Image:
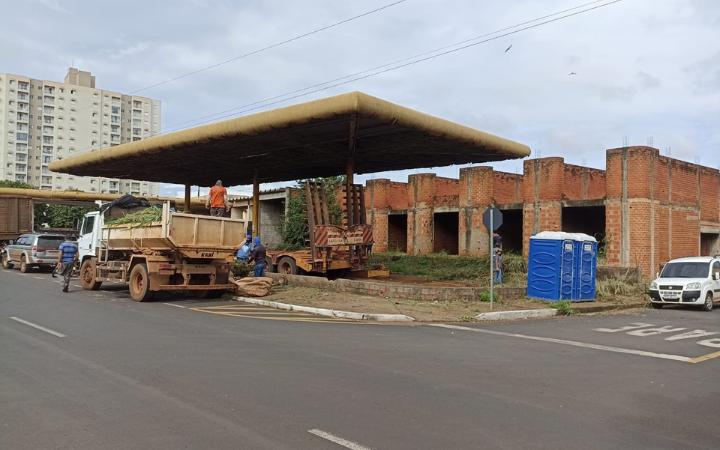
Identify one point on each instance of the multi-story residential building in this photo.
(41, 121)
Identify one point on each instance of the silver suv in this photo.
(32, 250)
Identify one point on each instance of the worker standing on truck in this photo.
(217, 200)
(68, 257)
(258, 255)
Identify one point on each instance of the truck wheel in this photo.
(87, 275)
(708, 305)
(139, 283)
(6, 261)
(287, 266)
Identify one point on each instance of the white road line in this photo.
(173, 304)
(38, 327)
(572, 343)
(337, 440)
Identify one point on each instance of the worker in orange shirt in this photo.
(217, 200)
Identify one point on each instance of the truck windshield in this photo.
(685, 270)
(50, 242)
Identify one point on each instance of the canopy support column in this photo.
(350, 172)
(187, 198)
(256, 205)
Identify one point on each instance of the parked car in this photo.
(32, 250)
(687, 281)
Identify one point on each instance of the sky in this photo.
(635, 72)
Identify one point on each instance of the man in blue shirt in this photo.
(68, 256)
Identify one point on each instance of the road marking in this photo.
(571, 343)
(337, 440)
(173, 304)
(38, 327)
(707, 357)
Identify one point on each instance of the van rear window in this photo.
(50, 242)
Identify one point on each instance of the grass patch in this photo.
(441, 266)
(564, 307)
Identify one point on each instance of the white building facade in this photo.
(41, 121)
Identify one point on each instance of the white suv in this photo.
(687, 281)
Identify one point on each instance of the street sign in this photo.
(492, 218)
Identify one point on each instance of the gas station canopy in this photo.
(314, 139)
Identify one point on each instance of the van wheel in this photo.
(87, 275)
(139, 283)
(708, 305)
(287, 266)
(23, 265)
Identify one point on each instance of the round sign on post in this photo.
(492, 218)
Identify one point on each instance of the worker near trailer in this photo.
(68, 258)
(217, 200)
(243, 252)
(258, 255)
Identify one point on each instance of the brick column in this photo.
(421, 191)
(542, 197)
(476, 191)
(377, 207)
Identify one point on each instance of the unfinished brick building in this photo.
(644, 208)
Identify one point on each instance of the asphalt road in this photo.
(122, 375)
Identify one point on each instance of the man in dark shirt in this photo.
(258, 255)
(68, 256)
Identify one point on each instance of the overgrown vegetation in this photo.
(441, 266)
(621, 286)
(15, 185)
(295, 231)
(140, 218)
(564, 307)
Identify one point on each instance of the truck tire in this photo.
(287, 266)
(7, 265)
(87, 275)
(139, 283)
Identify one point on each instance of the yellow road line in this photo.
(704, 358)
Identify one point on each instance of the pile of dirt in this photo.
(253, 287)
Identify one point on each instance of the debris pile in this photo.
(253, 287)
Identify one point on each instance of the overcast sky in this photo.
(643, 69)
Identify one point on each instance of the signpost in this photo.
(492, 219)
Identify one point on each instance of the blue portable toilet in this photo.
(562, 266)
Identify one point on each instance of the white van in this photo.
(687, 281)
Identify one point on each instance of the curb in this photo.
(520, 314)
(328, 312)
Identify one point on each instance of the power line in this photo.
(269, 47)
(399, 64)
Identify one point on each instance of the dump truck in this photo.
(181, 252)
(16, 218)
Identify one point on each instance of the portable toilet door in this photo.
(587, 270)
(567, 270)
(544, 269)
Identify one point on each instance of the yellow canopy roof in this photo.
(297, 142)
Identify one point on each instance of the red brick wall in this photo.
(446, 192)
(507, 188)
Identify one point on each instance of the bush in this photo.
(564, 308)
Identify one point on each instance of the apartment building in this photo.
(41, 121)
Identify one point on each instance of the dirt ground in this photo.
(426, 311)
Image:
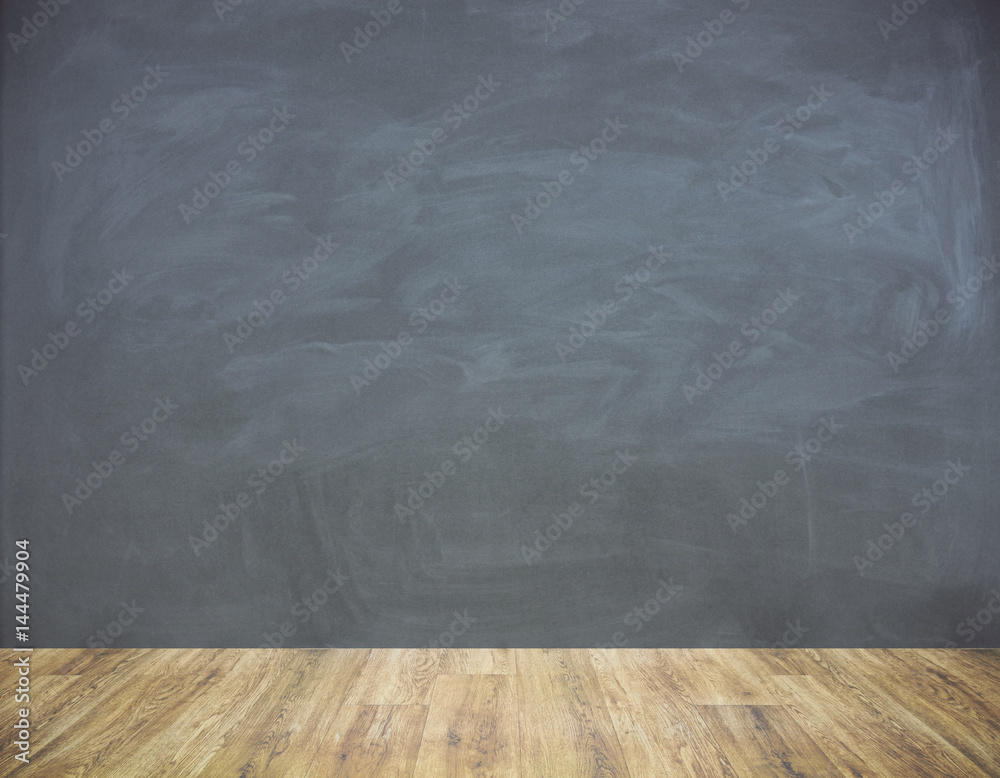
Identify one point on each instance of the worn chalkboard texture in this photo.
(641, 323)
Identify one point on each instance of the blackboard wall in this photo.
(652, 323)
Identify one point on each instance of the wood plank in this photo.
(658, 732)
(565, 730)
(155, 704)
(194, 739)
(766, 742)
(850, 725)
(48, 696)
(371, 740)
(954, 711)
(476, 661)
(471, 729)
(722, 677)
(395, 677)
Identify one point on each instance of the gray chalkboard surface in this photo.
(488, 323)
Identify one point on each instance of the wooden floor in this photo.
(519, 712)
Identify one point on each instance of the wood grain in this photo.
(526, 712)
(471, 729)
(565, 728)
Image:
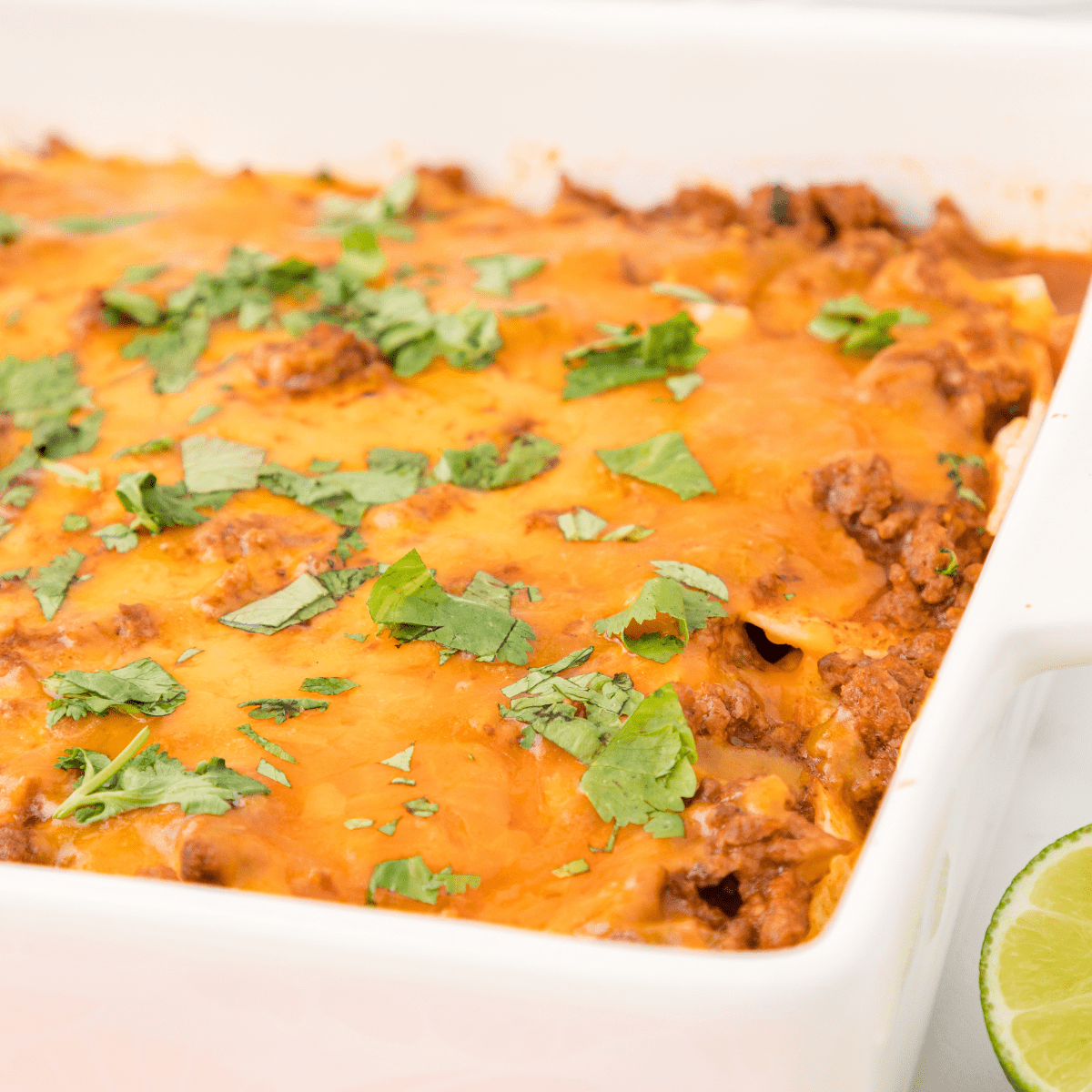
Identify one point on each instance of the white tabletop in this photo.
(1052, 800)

Work to do: Without the pictures, restate all the entries above exactly.

Reply to the task:
Image:
Identify one point on each instance of the multi-story residential building in this photo.
(41, 121)
Identify one point on each instance of the silver suv in this photo.
(32, 250)
Identify one point on each instance of the worker standing on truck in this photo.
(217, 200)
(68, 257)
(258, 255)
Identify one point on each instance of the truck wheel in this photo.
(87, 275)
(708, 305)
(139, 283)
(6, 261)
(287, 266)
Identify one point on each instance of the white road line in this photo.
(173, 304)
(38, 327)
(572, 343)
(337, 440)
Identify one point on each instance of the worker in orange shirt in this photo.
(217, 200)
Identify one point on each instance of the truck windshield in this photo.
(685, 270)
(50, 242)
Identify one point on each instance of the canopy support column in this photo.
(350, 172)
(187, 198)
(256, 205)
Identify one point on each instance of the parked car in this photo.
(32, 250)
(687, 281)
Identify one point on each instance of the sky in this photo.
(635, 72)
Identify one point on each instance of the man in blue shirt in this photo.
(68, 256)
Identify one point on each instance of the road marking in this photo.
(571, 343)
(337, 440)
(173, 304)
(38, 327)
(707, 357)
Identify one point on each instance of the van rear window in this photo.
(50, 242)
Identify one point on each instance of the grass patch in this photo.
(441, 266)
(564, 307)
Identify one point on each instance of the white building facade in this photo.
(41, 121)
Identify one point on each instance of the white suv in this photo.
(687, 281)
Identify one point on each instance of the street sign in this photo.
(492, 218)
Identify one point on each instance of the gas station canopy in this photo.
(314, 139)
Identify one point on each instance of the van wheel in this photo.
(87, 275)
(139, 283)
(708, 305)
(287, 266)
(23, 265)
Identify one point on each instance of the round sign on post in this photo.
(492, 218)
Identify one point on each instance of the worker near trailer in this photo.
(68, 258)
(217, 200)
(243, 252)
(258, 255)
Identify one point on each instance of the brick column in this photo.
(421, 191)
(542, 197)
(476, 191)
(377, 207)
Identify one point on each instance of the unfinished brick building in this photo.
(644, 208)
Identify one point on each instance of the asphalt road in this photo.
(122, 375)
Identify one point on each instance of the man in dark shirt in this photo.
(258, 255)
(68, 256)
Identify one point on each instance of the overgrown vegetation in this photo.
(441, 266)
(621, 286)
(15, 185)
(295, 231)
(140, 218)
(564, 307)
Identify one point on each instance of the truck tire in this photo.
(287, 266)
(7, 265)
(87, 275)
(139, 283)
Identify one point on each instance of the yellow road line in this photo.
(704, 358)
Identify one point on each instance of the pile of dirt in this photo.
(253, 287)
Identify one point on each instance of the debris pile in this photo.
(253, 287)
Identify one point on each instance of the overcast sky in this photo.
(643, 69)
Identify one point on each instance of the signpost in this photo.
(492, 219)
Identify one point on each instance of the blue portable toilet in this photo.
(562, 266)
Identify one point on each instance of the white van in this photo.
(687, 281)
Identify one point on each instance of the curb in this photo.
(520, 314)
(328, 312)
Identify one point on each instance of the power line in this photo.
(269, 47)
(399, 64)
Identify one point on each instance of the dump truck in this photo.
(181, 252)
(16, 218)
Identify one point on each instance of the portable toilet door in this photo.
(587, 270)
(567, 270)
(544, 269)
Identify one point on each instance of the yellow canopy roof in this photo.
(297, 142)
Identify one point on each instance of the red brick wall in this photo.
(446, 192)
(507, 188)
Identify one point on each instance of the bush in this photo.
(564, 308)
Identify one point on each instance of the apartment building in this photo.
(41, 121)
Identify one point on each instance of the dirt ground in this photo.
(426, 311)
Image:
Identify one point on each instance of the worn chalkboard texture in this photo.
(641, 323)
Identify one point on each instance of the blackboard wall in this photo.
(652, 323)
Identify one point on each instance of the wood plank in this photo.
(658, 732)
(565, 730)
(155, 704)
(194, 739)
(766, 742)
(850, 725)
(48, 696)
(371, 740)
(954, 711)
(476, 661)
(471, 729)
(722, 677)
(395, 677)
Identify one point on each instance of the gray chalkboard surface in this photo.
(488, 323)
Identify one point on each instance of the wooden floor in this photo.
(519, 712)
Identify one point on each instance of the wood grain in this photo.
(526, 712)
(471, 729)
(565, 728)
Image:
Identify one point on each instance of the white tabletop in this photo.
(1052, 800)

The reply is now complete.